>> Begin

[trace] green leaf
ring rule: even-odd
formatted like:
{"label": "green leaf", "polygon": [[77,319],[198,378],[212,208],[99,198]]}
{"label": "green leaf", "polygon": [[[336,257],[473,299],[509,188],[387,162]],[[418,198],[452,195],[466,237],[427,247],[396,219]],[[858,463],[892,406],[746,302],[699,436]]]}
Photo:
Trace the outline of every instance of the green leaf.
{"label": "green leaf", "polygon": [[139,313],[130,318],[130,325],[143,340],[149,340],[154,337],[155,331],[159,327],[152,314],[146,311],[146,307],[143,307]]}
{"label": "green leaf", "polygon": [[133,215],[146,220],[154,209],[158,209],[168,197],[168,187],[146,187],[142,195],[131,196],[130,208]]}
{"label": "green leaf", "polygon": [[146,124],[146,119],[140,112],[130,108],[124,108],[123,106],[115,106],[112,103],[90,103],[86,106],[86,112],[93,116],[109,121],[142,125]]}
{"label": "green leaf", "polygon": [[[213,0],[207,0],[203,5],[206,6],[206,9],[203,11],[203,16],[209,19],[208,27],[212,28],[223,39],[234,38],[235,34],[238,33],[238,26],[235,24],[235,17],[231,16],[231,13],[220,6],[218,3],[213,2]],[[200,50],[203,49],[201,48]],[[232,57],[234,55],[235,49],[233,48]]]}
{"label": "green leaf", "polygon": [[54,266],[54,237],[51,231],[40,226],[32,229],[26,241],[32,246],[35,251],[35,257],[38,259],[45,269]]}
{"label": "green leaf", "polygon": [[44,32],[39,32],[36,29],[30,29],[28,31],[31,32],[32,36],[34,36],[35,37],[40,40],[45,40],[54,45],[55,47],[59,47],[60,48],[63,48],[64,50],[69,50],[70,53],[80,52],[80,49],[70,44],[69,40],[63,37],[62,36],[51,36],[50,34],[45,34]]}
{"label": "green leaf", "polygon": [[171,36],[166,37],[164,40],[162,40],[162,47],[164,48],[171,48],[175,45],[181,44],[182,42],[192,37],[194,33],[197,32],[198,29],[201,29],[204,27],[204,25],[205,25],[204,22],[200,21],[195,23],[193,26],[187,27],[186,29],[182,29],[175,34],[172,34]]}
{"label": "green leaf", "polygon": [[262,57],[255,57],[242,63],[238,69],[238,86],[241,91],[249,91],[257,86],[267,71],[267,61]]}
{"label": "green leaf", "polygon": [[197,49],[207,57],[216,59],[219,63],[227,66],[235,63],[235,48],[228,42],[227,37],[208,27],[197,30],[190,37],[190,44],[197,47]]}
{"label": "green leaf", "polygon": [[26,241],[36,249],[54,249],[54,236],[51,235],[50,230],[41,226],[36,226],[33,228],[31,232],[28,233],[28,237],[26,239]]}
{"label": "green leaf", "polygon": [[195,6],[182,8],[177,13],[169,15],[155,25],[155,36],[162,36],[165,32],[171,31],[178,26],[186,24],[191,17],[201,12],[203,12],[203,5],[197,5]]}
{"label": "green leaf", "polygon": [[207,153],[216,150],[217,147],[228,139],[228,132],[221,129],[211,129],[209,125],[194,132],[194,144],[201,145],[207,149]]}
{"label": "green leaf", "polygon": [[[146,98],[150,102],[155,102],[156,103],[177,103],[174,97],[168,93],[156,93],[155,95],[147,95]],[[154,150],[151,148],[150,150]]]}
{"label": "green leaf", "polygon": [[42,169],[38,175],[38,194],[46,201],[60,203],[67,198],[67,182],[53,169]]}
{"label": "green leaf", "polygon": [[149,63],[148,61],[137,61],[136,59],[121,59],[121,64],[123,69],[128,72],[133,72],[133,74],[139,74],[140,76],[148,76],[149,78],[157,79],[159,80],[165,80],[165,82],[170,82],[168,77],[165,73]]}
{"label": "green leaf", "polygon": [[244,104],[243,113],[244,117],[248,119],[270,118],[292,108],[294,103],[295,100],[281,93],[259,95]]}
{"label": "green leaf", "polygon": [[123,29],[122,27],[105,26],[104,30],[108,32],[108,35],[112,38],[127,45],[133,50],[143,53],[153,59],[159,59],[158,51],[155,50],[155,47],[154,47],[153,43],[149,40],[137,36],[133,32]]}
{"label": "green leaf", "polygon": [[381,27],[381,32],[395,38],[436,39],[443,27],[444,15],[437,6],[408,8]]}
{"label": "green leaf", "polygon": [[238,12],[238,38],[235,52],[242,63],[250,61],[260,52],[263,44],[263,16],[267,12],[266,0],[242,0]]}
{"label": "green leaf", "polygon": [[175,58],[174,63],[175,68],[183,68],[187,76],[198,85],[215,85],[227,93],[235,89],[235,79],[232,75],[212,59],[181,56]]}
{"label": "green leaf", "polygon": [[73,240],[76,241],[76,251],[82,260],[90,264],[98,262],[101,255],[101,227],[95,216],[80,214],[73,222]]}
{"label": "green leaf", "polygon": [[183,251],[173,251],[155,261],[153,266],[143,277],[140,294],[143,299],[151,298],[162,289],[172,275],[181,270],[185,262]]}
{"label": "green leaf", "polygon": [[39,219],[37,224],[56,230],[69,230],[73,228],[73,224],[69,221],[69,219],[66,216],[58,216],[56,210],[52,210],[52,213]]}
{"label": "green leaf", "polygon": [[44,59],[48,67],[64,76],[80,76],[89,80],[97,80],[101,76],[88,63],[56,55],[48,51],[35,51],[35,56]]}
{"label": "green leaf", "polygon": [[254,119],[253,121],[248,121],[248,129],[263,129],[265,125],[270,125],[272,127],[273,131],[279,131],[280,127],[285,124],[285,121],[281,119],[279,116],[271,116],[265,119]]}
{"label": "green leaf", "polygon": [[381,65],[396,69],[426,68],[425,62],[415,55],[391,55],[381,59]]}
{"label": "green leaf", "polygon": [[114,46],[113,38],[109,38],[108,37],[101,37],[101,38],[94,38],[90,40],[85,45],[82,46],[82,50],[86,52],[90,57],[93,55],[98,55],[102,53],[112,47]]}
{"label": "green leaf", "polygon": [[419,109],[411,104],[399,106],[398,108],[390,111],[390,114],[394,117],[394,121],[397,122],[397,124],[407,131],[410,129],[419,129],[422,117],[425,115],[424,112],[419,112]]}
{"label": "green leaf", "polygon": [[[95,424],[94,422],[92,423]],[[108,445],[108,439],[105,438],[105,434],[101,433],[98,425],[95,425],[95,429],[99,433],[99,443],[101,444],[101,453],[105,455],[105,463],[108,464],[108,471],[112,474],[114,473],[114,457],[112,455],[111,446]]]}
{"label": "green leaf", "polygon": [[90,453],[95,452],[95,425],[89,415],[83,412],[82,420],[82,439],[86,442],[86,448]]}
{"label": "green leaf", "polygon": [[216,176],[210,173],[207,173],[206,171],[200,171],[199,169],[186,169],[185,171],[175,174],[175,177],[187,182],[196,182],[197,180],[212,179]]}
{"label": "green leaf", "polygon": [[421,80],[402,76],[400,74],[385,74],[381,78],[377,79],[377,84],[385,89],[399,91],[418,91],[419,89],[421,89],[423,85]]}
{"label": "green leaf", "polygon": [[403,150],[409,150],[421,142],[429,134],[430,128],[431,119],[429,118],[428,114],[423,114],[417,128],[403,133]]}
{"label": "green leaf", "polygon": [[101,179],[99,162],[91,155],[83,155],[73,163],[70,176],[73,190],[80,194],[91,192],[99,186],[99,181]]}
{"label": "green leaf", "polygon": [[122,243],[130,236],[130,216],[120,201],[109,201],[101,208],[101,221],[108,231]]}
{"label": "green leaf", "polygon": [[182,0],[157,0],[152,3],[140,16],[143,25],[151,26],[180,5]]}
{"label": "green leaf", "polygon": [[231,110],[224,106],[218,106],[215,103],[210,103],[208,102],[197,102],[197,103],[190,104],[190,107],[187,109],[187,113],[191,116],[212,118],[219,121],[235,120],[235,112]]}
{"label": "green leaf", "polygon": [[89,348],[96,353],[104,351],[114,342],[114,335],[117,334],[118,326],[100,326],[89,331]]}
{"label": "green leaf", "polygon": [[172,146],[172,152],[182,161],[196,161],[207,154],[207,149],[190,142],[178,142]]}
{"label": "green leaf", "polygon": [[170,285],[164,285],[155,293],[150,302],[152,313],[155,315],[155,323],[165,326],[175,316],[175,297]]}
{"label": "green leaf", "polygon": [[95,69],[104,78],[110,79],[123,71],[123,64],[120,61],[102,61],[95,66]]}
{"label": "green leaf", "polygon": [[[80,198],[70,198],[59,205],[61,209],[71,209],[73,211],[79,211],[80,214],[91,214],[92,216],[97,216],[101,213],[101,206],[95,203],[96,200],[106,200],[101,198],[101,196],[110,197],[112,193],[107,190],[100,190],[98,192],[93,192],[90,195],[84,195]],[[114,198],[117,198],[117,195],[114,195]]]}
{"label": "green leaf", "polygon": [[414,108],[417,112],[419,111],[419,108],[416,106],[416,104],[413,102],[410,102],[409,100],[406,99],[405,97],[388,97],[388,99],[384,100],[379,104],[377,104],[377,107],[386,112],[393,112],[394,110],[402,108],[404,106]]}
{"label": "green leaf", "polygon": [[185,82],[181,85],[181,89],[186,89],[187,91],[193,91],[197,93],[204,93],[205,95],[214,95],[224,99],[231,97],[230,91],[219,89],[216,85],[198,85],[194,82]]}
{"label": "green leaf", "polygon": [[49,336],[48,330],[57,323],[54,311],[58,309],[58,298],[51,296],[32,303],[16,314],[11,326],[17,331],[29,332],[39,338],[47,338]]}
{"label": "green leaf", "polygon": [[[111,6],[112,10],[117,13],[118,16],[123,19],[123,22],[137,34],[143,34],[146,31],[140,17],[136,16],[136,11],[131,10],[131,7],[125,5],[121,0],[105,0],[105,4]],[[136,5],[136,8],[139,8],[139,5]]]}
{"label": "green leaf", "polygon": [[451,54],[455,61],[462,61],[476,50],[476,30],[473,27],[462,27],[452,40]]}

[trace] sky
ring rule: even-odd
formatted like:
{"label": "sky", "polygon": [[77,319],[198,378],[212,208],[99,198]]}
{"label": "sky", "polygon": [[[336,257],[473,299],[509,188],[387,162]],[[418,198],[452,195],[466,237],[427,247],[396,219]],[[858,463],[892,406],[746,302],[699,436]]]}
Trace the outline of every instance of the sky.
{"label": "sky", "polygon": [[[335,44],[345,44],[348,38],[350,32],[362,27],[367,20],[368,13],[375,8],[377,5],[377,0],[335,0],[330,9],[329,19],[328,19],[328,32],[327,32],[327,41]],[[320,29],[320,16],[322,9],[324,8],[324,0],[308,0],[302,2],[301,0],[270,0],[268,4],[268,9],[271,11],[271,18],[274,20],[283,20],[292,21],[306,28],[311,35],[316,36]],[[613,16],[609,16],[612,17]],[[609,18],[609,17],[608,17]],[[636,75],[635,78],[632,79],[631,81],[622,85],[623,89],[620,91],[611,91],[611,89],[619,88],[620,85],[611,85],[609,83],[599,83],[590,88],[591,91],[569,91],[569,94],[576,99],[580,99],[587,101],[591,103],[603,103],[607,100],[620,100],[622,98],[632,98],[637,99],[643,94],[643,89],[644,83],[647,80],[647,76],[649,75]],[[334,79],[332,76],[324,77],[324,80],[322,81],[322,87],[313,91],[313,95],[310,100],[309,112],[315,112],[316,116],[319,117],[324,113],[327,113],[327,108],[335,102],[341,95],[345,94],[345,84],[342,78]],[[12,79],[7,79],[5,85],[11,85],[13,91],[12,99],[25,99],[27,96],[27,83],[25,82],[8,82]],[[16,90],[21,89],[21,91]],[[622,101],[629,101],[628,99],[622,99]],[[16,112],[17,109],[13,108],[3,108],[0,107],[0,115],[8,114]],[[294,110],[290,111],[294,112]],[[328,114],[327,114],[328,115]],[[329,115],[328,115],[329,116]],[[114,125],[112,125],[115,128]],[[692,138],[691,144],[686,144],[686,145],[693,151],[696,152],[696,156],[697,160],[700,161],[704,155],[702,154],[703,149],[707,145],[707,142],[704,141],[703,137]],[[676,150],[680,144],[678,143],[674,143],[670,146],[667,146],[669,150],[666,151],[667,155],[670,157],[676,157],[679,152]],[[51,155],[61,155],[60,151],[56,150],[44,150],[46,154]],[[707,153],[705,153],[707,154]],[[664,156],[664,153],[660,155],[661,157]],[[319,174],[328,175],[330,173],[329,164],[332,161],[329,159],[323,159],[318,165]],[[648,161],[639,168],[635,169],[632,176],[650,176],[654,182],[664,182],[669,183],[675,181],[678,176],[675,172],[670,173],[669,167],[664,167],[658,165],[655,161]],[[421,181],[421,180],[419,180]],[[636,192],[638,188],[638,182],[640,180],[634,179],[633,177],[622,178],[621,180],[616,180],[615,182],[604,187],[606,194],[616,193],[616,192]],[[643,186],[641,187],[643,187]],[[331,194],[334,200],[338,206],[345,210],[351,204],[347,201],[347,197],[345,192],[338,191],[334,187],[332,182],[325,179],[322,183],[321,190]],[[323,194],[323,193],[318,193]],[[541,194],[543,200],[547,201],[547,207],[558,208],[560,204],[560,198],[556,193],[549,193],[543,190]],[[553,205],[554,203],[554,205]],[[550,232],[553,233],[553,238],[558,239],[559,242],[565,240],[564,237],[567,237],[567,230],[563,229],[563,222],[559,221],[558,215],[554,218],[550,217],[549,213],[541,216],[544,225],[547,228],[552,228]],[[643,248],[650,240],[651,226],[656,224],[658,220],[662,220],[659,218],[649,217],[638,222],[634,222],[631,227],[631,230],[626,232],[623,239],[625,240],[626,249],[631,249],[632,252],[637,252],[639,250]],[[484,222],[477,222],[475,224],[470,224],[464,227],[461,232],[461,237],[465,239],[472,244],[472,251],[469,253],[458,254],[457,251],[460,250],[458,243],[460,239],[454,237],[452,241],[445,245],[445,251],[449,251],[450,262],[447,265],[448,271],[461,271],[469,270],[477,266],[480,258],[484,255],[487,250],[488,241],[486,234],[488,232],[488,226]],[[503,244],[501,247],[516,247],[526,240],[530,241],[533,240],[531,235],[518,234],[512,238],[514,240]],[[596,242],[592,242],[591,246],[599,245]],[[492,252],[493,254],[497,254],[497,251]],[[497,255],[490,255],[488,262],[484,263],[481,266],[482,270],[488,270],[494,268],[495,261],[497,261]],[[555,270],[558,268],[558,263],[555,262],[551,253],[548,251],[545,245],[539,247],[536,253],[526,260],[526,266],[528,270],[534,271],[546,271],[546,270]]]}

>> End

● What is asked:
Reproduce the lines of the material above verbatim, starting at the line that contains "[trace] sky" and ending after the line that contains "Trace the outline of every instance of the sky.".

● Result for this exercise:
[trace] sky
ring rule: even-odd
formatted like:
{"label": "sky", "polygon": [[77,319],[198,378],[212,208],[99,198]]}
{"label": "sky", "polygon": [[[336,257],[473,299],[509,188],[387,162]],[[418,198],[452,195],[466,237],[427,247],[396,219]],[[858,463],[892,406],[746,302],[699,436]]]}
Trace the outline of every instance of the sky.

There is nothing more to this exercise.